PASSAGE:
::::::::

Monday, October 20, 2008

food for thought

At the most recent meta | morphosis a participant asked what I thought about Google's then recent announcement that they were getting into the newspaper digitization business. I said, "That's interesting you ask because it's been a hot topic of late." I said I'd bring it up during my newspaper talk but, as time was running short, I wasn't able to get the conversation going. 

Today, on our KY-NDNP blog, I was finally able to bring up Google's announcement, and I'm hoping that each of you reading this have something to say about it...and will post a comment! 

Whatever your stance may be, the digitization of any shared history - which is pretty much everything as far as I can tell - is important to debate so we can make the most informed decisions as we move forward. Time waits for no one and neither does Google.

Tuesday, September 30, 2008

more meta | morphosis photos

Here are more photos taken at this year's meta| morphosis.

Feel free to download any of them by visiting the on-line album by clicking here.

Friday, September 26, 2008

Monday, September 22, 2008

embed your google book

Google books are now able to be embedded like YouTube clips. They say you replace a small section of the script with the book of your choice (derived from the URL).

Read more about it on the googlesystem blog

Wednesday, September 17, 2008

Digitizing the world's knowledge



This is an interesting talk by digital librarian Brewster Kahle that he gave at the EG 07 conference (available through TED.com). He talks about reformatting of many kinds of items - books, audio recordings, film and video. His observations about what it will take to digitize and make available the world's information are interesting. He correctly observes that the digitization is best done by those close to the source if one expects any sort of quality and consistency. I believe you can take that a step further and outsource the work if you have adequate quality control processes in place. Some of what is available in the Internet Archive looks like it was "brute force" digitized, but it is there...at least for now. I really don't know about what the preservation plan is for the content that is there. Items are backed up, but as platforms change I wonder what will happen. This is always a concern I have given the massive amount of effort that has been put into creating these items. Think 8-track tapes....WordStar documents, zip drives, floppy disks.

::::::::

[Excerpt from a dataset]

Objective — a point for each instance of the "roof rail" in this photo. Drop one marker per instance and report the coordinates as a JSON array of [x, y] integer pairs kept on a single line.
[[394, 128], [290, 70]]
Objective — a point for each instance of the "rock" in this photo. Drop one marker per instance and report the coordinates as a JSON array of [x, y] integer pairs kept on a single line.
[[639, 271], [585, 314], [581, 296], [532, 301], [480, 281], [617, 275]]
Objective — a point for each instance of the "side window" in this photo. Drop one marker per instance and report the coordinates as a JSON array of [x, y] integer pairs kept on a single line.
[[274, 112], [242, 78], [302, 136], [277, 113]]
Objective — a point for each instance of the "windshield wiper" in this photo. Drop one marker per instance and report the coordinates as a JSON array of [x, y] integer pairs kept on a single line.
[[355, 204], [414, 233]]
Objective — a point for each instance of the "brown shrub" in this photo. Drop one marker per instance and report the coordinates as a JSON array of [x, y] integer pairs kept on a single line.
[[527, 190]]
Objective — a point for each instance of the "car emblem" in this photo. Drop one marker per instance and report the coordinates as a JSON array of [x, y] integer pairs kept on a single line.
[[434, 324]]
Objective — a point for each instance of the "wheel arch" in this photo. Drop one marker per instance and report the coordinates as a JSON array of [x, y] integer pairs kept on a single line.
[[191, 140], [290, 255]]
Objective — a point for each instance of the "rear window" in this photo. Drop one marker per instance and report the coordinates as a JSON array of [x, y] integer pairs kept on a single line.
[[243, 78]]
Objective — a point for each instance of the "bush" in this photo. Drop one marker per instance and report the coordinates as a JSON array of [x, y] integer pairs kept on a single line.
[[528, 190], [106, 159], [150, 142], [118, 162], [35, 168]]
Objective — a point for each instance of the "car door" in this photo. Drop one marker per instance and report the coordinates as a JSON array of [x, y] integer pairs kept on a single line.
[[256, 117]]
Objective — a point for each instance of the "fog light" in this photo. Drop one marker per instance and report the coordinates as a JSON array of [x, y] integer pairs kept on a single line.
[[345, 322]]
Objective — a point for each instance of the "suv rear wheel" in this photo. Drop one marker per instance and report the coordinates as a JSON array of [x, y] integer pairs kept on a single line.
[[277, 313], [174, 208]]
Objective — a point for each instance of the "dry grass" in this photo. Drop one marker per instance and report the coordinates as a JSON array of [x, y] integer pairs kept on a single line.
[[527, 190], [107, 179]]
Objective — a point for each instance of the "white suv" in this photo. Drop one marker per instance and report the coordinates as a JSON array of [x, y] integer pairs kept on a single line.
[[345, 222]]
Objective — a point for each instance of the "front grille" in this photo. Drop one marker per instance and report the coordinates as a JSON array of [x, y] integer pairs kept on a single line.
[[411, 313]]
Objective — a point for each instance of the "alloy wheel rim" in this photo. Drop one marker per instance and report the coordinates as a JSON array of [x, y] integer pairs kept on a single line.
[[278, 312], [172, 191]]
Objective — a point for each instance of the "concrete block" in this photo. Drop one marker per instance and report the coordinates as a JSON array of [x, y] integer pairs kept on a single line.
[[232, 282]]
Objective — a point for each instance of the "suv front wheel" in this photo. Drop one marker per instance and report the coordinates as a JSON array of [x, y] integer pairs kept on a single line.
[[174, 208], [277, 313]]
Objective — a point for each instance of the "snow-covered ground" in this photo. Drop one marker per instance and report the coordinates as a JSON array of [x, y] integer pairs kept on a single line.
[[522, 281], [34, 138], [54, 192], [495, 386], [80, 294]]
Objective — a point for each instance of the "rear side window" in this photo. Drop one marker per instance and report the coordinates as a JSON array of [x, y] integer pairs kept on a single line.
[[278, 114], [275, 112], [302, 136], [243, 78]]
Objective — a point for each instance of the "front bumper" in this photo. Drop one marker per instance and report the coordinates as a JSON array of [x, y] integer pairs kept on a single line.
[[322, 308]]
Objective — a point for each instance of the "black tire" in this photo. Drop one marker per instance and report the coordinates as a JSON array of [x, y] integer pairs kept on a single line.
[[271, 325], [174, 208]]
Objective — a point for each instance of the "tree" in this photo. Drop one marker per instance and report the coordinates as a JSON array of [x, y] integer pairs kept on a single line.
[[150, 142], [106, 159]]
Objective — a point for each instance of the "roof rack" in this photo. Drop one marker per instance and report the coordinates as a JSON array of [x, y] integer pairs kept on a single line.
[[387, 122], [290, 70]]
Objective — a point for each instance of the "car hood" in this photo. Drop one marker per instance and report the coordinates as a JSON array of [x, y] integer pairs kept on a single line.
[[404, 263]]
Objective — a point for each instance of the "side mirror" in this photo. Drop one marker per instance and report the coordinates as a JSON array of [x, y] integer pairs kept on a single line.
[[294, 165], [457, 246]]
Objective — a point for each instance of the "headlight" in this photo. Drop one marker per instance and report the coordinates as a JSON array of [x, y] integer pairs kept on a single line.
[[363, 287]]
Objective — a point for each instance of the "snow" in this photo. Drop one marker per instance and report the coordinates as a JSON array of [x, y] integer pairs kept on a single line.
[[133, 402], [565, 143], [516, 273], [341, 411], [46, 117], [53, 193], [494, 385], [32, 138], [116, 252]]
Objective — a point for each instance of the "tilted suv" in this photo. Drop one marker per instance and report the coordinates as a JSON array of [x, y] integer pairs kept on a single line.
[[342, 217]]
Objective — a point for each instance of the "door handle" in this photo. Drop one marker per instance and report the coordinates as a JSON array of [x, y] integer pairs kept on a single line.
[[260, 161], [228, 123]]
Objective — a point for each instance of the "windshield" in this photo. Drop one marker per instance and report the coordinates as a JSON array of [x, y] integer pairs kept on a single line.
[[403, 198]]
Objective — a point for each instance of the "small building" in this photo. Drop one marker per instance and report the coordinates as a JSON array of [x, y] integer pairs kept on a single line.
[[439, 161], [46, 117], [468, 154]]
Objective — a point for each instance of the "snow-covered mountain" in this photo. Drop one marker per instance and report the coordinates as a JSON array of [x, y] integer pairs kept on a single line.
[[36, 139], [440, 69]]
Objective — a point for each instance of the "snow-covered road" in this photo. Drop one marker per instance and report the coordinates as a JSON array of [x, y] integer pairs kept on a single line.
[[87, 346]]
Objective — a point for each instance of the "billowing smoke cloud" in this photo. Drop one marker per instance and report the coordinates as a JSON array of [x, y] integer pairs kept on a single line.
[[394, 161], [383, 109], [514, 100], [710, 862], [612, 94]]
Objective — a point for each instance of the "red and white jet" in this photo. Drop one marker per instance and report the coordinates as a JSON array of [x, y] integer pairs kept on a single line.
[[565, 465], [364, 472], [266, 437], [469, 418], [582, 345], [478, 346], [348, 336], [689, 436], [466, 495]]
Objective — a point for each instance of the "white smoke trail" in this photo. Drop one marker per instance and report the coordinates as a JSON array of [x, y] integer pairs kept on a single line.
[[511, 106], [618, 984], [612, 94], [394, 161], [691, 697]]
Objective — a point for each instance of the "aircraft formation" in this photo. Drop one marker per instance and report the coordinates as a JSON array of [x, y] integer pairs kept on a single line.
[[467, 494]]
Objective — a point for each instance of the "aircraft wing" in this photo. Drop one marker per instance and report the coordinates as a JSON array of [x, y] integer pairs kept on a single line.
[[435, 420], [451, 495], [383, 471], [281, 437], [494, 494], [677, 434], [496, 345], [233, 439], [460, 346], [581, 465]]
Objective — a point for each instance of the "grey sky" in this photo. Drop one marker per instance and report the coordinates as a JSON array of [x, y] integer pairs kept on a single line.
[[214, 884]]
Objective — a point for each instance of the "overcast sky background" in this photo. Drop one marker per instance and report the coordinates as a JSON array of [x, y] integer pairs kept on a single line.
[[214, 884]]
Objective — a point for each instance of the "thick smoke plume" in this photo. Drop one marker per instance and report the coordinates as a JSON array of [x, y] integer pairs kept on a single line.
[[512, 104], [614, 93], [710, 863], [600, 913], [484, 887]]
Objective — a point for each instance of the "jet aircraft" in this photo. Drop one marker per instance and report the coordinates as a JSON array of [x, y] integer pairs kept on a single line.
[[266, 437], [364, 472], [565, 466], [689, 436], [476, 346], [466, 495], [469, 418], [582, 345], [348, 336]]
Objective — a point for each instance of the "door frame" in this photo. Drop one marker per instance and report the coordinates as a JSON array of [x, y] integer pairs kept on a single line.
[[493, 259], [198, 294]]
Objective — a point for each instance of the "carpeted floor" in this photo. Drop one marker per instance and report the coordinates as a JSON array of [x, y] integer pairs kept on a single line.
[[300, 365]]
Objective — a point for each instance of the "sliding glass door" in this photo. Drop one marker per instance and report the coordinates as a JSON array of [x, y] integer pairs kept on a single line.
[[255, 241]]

::::::::

EXERCISE 1:
Extract the part of the blog posts that runs from "Today, on our" to "neither does Google.".
EXERCISE 2:
Decide whether each statement agrees with the blog posts, and support each yes or no with the deciding words quoted from them: (a) The question about Google's announcement was discussed during the newspaper talk at meta | morphosis. (b) Google books can be embedded like YouTube clips. (c) Brewster Kahle gave his talk at the EG 07 conference.
These records come from a separate source, not from the blog posts.

FULL ANSWER 1:
Today, on our KY-NDNP blog, I was finally able to bring up Google's announcement, and I'm hoping that each of you reading this have something to say about it...and will post a comment! 

Whatever your stance may be, the digitization of any shared history - which is pretty much everything as far as I can tell - is important to debate so we can make the most informed decisions as we move forward. Time waits for no one and neither does Google.

FULL ANSWER 2:
(a) No: "as time was running short, I wasn't able to get the conversation going."
(b) Yes: "Google books are now able to be embedded like YouTube clips."
(c) Yes: "that he gave at the EG 07 conference"